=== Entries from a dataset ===
## BEGIN

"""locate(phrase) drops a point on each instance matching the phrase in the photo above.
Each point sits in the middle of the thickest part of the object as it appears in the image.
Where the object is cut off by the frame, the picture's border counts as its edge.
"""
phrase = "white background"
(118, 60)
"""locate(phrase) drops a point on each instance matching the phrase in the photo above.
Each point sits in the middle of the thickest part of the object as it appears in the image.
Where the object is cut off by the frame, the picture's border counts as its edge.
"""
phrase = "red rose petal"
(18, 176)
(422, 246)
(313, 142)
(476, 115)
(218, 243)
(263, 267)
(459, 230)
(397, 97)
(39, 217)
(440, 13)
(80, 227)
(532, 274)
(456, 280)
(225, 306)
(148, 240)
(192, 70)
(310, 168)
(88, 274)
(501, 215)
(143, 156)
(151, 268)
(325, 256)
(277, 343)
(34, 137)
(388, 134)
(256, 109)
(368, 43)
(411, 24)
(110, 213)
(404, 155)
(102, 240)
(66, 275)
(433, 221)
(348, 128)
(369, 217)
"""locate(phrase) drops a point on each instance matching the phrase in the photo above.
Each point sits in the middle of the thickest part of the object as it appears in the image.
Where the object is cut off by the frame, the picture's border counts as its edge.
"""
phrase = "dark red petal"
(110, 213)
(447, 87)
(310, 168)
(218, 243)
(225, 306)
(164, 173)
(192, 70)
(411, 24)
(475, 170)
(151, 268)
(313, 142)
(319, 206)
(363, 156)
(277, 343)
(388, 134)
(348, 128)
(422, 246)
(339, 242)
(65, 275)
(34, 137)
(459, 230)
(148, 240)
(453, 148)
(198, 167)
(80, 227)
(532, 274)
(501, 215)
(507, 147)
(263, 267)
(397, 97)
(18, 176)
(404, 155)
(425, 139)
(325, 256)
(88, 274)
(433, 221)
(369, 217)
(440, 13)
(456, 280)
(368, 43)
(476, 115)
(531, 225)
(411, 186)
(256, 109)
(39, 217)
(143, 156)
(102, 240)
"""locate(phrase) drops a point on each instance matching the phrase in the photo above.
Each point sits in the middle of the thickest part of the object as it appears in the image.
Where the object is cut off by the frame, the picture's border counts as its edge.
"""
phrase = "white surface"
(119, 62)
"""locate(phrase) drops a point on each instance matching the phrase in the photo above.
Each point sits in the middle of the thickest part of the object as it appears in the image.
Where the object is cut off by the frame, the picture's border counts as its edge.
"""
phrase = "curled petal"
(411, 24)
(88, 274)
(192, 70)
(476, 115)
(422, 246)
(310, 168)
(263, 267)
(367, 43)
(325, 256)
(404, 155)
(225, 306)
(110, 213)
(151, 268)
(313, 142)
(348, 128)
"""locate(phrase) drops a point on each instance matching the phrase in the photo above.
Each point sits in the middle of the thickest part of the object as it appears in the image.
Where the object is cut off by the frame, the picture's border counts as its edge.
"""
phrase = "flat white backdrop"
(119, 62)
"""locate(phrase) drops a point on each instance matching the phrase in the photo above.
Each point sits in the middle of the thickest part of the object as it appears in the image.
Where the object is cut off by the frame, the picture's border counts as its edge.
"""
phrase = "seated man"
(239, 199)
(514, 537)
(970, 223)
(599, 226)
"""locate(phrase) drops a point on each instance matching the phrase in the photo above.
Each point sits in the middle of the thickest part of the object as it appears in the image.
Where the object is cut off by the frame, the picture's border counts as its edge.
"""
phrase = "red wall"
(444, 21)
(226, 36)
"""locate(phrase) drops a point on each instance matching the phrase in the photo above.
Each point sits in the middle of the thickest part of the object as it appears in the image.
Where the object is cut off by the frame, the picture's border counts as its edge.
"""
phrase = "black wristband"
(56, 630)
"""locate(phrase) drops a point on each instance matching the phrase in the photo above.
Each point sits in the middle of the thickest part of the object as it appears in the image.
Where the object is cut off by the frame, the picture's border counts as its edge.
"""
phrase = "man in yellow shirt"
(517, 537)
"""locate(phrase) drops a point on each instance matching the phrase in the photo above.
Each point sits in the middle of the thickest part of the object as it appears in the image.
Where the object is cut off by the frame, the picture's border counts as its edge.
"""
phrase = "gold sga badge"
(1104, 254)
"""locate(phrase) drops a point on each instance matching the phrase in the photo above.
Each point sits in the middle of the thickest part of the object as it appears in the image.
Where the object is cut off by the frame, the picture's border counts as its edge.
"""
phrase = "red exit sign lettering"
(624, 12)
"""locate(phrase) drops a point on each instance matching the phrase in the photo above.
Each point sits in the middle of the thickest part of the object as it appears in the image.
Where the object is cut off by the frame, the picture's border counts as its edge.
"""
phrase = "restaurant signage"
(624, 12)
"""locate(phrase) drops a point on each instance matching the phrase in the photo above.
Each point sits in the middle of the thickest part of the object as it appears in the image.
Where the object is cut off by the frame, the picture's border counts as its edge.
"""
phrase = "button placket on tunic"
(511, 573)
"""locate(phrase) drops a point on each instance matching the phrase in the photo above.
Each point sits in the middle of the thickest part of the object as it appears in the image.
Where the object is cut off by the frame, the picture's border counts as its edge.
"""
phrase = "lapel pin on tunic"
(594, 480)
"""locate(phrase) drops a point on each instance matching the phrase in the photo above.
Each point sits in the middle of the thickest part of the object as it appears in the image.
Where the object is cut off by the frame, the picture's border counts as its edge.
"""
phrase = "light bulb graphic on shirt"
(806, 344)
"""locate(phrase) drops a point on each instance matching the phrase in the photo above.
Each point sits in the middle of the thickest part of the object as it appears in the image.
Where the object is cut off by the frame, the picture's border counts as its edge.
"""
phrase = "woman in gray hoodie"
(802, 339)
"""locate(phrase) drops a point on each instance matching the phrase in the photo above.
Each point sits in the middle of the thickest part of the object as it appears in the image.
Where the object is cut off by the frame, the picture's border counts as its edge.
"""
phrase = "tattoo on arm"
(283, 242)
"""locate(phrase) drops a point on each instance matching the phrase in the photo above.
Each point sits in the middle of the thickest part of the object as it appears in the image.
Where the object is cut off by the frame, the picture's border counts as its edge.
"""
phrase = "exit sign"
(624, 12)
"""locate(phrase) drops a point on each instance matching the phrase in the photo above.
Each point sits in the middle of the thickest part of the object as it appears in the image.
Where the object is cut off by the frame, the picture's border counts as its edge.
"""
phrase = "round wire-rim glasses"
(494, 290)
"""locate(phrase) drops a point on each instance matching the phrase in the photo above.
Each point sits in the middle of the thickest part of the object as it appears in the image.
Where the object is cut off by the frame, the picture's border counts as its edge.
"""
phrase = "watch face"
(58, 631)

## END

=== The task ===
Each entry above is to be printed again exactly.

=== Worked answer ===
"""locate(phrase) drops a point on each instance matching the phrase in the photo above.
Each point sits in the middle of the thickest part of the object as it appears in the image.
Where the object is cut off by the frame, the picture's border counts as its edge.
"""
phrase = "white background"
(118, 60)
"""locate(phrase) drops a point on each instance matching the phrase in the photo above.
Each point sits in the middle of the thickest part of the object as it appears in the image.
Where the object is cut off by the frame, the picture's border counts as its edge.
"""
phrase = "red rose petal"
(18, 176)
(422, 246)
(313, 142)
(476, 115)
(218, 243)
(263, 267)
(459, 230)
(397, 97)
(39, 217)
(440, 13)
(80, 227)
(532, 274)
(456, 280)
(225, 306)
(148, 240)
(192, 70)
(310, 168)
(88, 274)
(501, 215)
(143, 156)
(151, 268)
(325, 256)
(277, 343)
(34, 137)
(388, 134)
(256, 109)
(368, 43)
(411, 24)
(110, 213)
(404, 155)
(102, 240)
(66, 275)
(433, 221)
(348, 128)
(369, 217)
"""locate(phrase) drops a point on each instance matching the phrase in the photo above.
Each point sits in the middle of the thickest part of the object as it appears in the image.
Where the object is cut off by the frame, the picture's border counts as its edge.
"""
phrase = "dark red petal"
(110, 213)
(447, 87)
(310, 168)
(218, 243)
(225, 306)
(164, 173)
(192, 70)
(411, 24)
(475, 170)
(151, 268)
(313, 142)
(319, 206)
(363, 156)
(277, 343)
(388, 134)
(348, 128)
(422, 246)
(339, 242)
(65, 275)
(34, 137)
(459, 230)
(148, 240)
(453, 148)
(198, 167)
(80, 227)
(532, 274)
(501, 215)
(507, 147)
(263, 267)
(397, 97)
(18, 176)
(404, 155)
(425, 139)
(325, 256)
(88, 274)
(433, 221)
(369, 217)
(440, 13)
(456, 280)
(368, 43)
(476, 115)
(531, 225)
(411, 186)
(256, 109)
(39, 217)
(143, 156)
(102, 240)
"""locate(phrase) drops a point on each instance matching the phrase in the photo above.
Each point sits in the middle of the thickest part of the object as it appears in the image.
Where the object is cut off by the frame, the picture's border counts as its edge.
"""
phrase = "white surface"
(119, 62)
"""locate(phrase) drops a point on each instance matching the phrase in the photo above.
Each point sits in the middle of the thickest part of the object as it appears in the image.
Where the object is cut off by the frame, the picture's border counts as its edge.
"""
phrase = "curled petal"
(411, 24)
(88, 274)
(192, 70)
(476, 115)
(422, 246)
(310, 168)
(263, 267)
(367, 43)
(325, 256)
(404, 155)
(225, 306)
(110, 213)
(151, 268)
(313, 142)
(348, 128)
"""locate(phrase) drops a point on each instance matching the phrase in the photo above.
Each point sits in the middle of the thickest part of the object as it appears in the image.
Where the object is cut off by the frame, the picture's border counts as its edge.
"""
phrase = "flat white backdrop"
(119, 62)
"""locate(phrase) drops a point on each instance matching the phrase in the photo above.
Each point sits in the middle of the thickest part of the object as it appears in the image.
Where the object is cut off by the frame, the picture's border counts as its edge.
"""
phrase = "seated man"
(239, 199)
(514, 537)
(970, 223)
(599, 226)
"""locate(phrase) drops a point on each instance matching the phrase in the photo above.
Each point sits in the middle of the thickest part of the object as it appears in the image.
Where the object is cut off by the frame, the picture's border counts as its edge.
"""
phrase = "red wall"
(444, 21)
(226, 36)
"""locate(phrase) drops a point on each instance matching the phrase in the photo above.
Each point sits in the middle of the thickest part of the object as it appears in the image.
Where the object is cut off by the frame, the picture's border counts as its edge.
"""
phrase = "black wristband"
(56, 630)
"""locate(phrase) drops a point on each instance matching the phrase in the photo above.
Each point sits in the middle of the thickest part of the object as it appears in the image.
Where the object is cut off by the frame, the picture's border counts as its edge.
"""
phrase = "man in yellow shirt"
(517, 537)
"""locate(phrase) drops a point on each instance matching the phrase in the photo above.
Each point sits in the middle of the thickest part of the object as it appears in the image.
Where the object is cut off by the frame, the picture's border counts as its edge.
"""
phrase = "gold sga badge"
(1104, 254)
"""locate(phrase) drops a point on each instance matching the phrase in the photo above.
Each point sits in the middle of the thickest part of the object as it appears in the image.
Where the object is cut off by the frame, the picture's border counts as its edge.
"""
phrase = "red exit sign lettering"
(624, 12)
"""locate(phrase) drops a point on each instance matching the phrase in the photo above.
Each point sits in the middle of the thickest part of the object as it appears in the image.
Where the object is cut off by the frame, the picture's border counts as its edge.
"""
phrase = "restaurant signage"
(624, 12)
"""locate(phrase) drops a point on each instance matching the phrase in the photo above.
Each point sits in the middle of the thickest part of the object as it appears in the image.
Where the object is cut off by the frame, the picture's border counts as its edge.
"""
phrase = "button placket on tunic"
(511, 573)
"""locate(phrase) drops a point on each instance matching the phrase in the photo above.
Each point sits in the middle of the thickest part of the object as it appears in the image.
Where the object is cut off by the frame, the picture's border counts as its edge.
"""
phrase = "lapel pin on tunic"
(594, 480)
"""locate(phrase) drops a point on each instance matching the phrase in the photo above.
Each point sits in the middle of the thickest part of the object as it appears in the image.
Where the object is cut off by the frame, the picture's border counts as its edge.
"""
phrase = "light bulb graphic on shirt"
(806, 344)
"""locate(phrase) drops a point on each instance matching the phrase in the photo above.
Each point sits in the middle of the thickest part of the object as it appears in the image.
Where the object is cut off by the frame, the picture's border counts as its edge.
"""
phrase = "woman in gray hoodie"
(802, 339)
"""locate(phrase) drops a point on each instance matching the phrase in the photo above.
Each point sits in the middle of the thickest part of the object as it appears in the image.
Where the object is cut off by the frame, the picture's border counts as its edge.
"""
phrase = "tattoo on arm"
(283, 242)
"""locate(phrase) drops a point on each instance matching the phrase in the photo above.
Each point sits in the middle of the thickest part of the object as it appears in the image.
Where the object is cut off by the frame, the picture's border counts as its edge.
"""
phrase = "exit sign"
(624, 12)
"""locate(phrase) drops a point on each instance matching the phrase in the photo above.
Each point sits in the middle of the thickest part of the object as it appears in the image.
Where the object is cut off by the frame, the picture's border counts as its edge.
"""
phrase = "round wire-rim glasses"
(494, 290)
"""locate(phrase) drops a point on each instance matching the phrase in the photo above.
Each point sits in the middle of the thickest part of the object as it appears in the image.
Where the object is cut off by the frame, the picture's border counts as its edge.
"""
phrase = "watch face"
(58, 631)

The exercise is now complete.